● **Exercise requirements**:
In the records that follow, find each line with "loudspeaker" and pull it out.

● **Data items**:
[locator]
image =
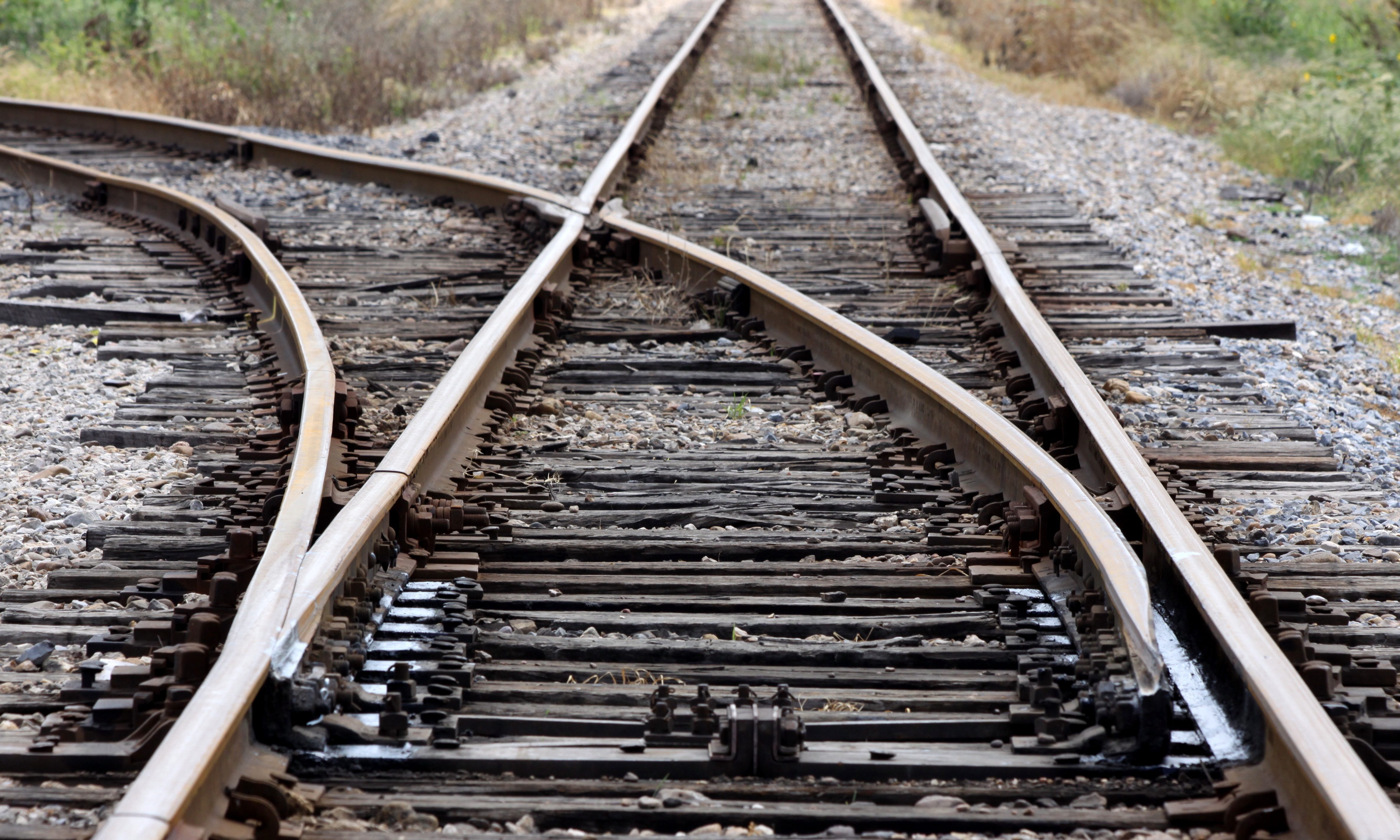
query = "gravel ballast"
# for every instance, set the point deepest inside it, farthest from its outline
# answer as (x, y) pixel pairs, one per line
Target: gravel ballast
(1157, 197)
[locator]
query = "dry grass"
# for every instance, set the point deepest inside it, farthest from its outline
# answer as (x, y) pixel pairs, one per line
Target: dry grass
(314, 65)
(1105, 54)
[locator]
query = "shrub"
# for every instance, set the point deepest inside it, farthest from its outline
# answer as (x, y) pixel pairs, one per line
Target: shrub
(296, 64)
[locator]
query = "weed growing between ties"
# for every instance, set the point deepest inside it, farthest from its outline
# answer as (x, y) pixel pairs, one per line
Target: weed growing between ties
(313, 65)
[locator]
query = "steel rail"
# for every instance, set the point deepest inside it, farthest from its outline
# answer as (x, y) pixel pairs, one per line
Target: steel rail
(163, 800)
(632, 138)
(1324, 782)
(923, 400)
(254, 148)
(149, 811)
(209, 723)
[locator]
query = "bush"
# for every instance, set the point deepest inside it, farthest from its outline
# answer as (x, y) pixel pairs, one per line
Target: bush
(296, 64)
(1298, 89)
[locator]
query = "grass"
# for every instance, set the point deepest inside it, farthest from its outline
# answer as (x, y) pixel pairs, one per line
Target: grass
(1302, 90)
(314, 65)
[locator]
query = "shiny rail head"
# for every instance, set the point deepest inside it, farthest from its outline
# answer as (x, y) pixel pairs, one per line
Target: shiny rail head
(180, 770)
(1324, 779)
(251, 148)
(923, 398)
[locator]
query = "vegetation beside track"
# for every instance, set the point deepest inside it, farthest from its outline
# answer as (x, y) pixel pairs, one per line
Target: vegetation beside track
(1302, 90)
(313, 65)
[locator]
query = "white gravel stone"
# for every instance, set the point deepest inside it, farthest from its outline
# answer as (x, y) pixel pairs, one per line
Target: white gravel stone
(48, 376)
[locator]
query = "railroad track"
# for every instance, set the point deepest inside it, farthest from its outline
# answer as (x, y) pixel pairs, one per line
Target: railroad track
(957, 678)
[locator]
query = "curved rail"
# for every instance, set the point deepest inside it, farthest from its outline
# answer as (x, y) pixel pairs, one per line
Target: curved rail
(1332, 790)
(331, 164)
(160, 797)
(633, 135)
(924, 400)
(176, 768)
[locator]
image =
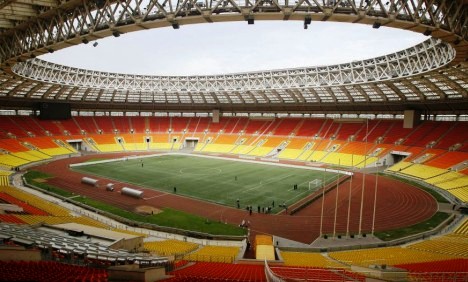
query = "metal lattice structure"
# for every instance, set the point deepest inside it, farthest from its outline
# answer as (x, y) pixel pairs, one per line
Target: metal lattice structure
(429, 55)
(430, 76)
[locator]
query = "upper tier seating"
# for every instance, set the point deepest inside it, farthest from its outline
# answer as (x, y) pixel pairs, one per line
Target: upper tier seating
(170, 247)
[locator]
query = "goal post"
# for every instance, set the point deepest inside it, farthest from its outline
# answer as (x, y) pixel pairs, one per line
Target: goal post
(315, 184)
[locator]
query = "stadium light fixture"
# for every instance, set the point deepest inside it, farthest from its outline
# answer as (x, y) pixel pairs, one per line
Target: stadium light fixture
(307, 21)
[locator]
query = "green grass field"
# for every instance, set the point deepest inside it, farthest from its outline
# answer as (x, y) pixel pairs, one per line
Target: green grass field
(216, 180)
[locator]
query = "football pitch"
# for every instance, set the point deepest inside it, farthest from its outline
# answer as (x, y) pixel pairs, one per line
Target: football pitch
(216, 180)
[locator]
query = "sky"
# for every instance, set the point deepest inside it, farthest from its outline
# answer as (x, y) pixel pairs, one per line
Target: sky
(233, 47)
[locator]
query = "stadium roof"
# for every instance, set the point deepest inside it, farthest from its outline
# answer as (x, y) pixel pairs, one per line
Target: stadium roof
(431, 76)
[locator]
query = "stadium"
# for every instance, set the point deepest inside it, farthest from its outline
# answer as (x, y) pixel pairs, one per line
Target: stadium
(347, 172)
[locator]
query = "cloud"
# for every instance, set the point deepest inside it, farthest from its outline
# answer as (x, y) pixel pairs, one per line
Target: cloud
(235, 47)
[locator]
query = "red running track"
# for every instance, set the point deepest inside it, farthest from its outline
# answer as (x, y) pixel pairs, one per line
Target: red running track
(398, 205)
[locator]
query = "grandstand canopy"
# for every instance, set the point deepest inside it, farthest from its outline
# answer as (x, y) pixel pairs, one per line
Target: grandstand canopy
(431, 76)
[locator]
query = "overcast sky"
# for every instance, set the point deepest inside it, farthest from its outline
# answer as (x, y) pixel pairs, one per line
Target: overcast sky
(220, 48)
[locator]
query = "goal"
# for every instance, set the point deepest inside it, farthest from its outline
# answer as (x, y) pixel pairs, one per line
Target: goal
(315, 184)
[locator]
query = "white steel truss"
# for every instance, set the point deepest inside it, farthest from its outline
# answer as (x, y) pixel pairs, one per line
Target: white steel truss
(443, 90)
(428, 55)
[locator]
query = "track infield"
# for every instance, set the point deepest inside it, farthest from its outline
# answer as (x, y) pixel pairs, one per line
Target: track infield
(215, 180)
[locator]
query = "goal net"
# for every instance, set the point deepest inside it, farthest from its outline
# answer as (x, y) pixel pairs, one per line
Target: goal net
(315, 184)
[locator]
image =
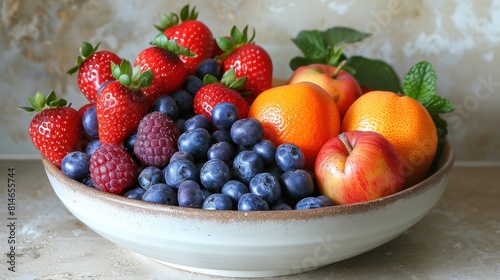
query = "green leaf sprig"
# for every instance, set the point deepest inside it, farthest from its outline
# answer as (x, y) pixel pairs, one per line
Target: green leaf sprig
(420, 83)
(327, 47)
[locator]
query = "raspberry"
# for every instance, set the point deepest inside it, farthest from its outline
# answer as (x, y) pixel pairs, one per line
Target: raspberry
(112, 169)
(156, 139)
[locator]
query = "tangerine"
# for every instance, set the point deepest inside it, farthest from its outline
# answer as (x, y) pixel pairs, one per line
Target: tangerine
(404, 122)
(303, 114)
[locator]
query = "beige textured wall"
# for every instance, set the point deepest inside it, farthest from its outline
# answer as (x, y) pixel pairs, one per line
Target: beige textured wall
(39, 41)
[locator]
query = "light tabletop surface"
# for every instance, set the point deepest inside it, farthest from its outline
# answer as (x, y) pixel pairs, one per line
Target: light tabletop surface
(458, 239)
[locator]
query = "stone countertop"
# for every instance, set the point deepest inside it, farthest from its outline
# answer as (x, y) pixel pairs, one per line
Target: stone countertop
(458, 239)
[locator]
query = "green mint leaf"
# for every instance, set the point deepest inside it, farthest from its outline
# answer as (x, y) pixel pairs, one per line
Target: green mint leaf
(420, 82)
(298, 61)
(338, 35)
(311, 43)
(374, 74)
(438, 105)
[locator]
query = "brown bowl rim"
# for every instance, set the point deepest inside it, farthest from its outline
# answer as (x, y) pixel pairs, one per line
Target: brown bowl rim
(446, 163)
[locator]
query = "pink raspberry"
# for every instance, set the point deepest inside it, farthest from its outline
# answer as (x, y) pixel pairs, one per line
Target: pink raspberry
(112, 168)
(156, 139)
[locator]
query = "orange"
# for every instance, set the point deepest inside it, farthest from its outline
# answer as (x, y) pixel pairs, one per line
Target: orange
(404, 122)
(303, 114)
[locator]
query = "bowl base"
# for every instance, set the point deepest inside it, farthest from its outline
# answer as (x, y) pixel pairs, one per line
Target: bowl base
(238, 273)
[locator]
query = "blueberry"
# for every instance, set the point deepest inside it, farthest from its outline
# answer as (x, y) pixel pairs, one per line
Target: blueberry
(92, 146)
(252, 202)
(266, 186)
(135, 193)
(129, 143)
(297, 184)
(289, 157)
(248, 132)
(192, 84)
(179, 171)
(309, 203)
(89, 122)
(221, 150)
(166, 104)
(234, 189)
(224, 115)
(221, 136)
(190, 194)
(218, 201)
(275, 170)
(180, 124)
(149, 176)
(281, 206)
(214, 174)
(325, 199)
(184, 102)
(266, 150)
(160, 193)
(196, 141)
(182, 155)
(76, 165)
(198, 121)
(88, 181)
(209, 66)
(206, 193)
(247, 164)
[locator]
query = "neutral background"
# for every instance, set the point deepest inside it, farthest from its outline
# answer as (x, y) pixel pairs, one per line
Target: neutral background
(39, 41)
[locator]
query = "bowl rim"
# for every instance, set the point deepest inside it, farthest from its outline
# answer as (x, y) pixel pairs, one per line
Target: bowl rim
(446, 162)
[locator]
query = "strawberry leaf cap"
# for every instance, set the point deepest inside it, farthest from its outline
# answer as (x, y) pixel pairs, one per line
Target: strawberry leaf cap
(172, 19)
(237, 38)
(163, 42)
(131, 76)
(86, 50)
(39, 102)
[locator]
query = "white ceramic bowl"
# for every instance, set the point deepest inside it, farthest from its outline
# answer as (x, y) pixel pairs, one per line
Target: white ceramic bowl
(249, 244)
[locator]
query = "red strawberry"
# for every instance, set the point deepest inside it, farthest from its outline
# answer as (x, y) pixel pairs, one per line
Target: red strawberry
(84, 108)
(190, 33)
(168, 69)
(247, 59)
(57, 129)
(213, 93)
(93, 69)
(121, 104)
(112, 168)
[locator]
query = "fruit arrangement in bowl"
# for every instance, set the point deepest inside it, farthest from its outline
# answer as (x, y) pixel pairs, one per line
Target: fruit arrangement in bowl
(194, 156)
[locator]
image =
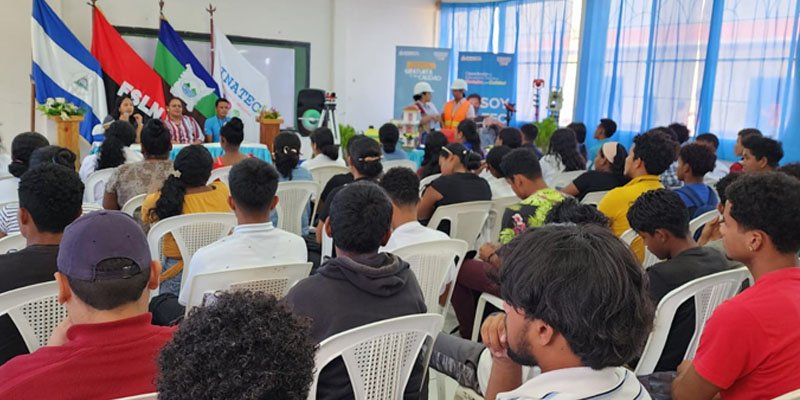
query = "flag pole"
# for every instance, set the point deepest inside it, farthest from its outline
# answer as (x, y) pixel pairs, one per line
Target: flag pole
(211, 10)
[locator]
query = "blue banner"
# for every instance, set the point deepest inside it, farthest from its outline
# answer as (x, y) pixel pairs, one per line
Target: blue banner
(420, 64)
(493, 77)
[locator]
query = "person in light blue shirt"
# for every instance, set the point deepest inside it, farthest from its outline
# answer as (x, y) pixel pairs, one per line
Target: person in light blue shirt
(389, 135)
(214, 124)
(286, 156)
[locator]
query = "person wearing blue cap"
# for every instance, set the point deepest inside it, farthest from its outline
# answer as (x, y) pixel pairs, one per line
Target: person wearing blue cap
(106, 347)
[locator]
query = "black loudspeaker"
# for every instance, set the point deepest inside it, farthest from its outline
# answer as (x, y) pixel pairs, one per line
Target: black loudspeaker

● **Answer area**:
query = "black loudspeaker"
Target: black loudspeaker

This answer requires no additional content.